TEXT PASSAGE ->
========
Editorials

Sunday’s massive I-40 snarl shows need for safe driving, more traffic updates

Westbound traffic was heavily backed up a mile east of a median grass fire that spread to both sides of I-40 a half mile east of the N.C. 86 overpass.
Westbound traffic was heavily backed up a mile east of a median grass fire that spread to both sides of I-40 a half mile east of the N.C. 86 overpass. hlynch@newsobserver.com

That 134 drivers ended up in multiple wrecks on both sides of Interstate 40 in Alamance County on Sunday should give us all pause to reflect on our own driving.

The lessons are simple and obvious, but deserve repeating. The weather can be capricious, and a little rain, combined with fog, can change road conditions, making them hazardous, in a matter of minutes. Second, fog is deceptive. Just a little fog will impair visibility to the point of danger. Slow down, put some space between your vehicle and the one in front, and be patient.

The wrecks that began about 6 p.m. left 25 people injured. West-bound I-40 was closed until 10:30 p.m., stranding hundreds of people on the road. East-bound lanes were stopped for a while as well.
========
DATASET CONTENT ->
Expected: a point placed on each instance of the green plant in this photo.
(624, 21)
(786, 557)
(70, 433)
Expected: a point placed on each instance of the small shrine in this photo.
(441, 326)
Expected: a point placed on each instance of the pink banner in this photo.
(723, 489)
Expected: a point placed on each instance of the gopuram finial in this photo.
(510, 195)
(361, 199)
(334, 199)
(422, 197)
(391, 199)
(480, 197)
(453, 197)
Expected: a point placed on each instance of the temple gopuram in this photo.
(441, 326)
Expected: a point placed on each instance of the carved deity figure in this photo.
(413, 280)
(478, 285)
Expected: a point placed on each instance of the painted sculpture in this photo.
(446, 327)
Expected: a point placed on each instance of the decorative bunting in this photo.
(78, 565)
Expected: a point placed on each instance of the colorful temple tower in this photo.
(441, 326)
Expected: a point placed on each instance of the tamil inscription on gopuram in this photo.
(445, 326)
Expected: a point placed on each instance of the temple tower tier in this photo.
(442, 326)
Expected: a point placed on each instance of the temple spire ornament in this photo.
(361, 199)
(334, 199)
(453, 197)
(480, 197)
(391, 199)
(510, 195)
========
LIST OF TASKS ->
[A] According to the editorial on the I-40 wrecks, until what time was westbound I-40 closed?
[B] Write the next few sentences of the editorial on the I-40 wrecks, picking up after its final sentence.

RESPONSE LIST ->
[A] Westbound I-40 was closed until 10:30 p.m.

[B]
All because drivers were speeding, ignoring the weather conditions, following too closely and not paying attention.

With such a catastrophic event shutting down both sides of a major highway, idled drivers are eager for news about what happened and what to expect and about which lanes they should be attempting to get into when traffic starts flowing.

On Sunday, the @NCDOT_I40 twitter account was idle between 5:45 p.m. and 8:21 p.m. and still never acknowledged a wreck that involved more than 100 cars and shut down the highway.

The state offers the 511 automated voice response system so that drivers can find out about highway conditions. It might be more useful to explore using social media in real time to alert drivers stopped on major highways about what is happening and about how long they can expect to be patient.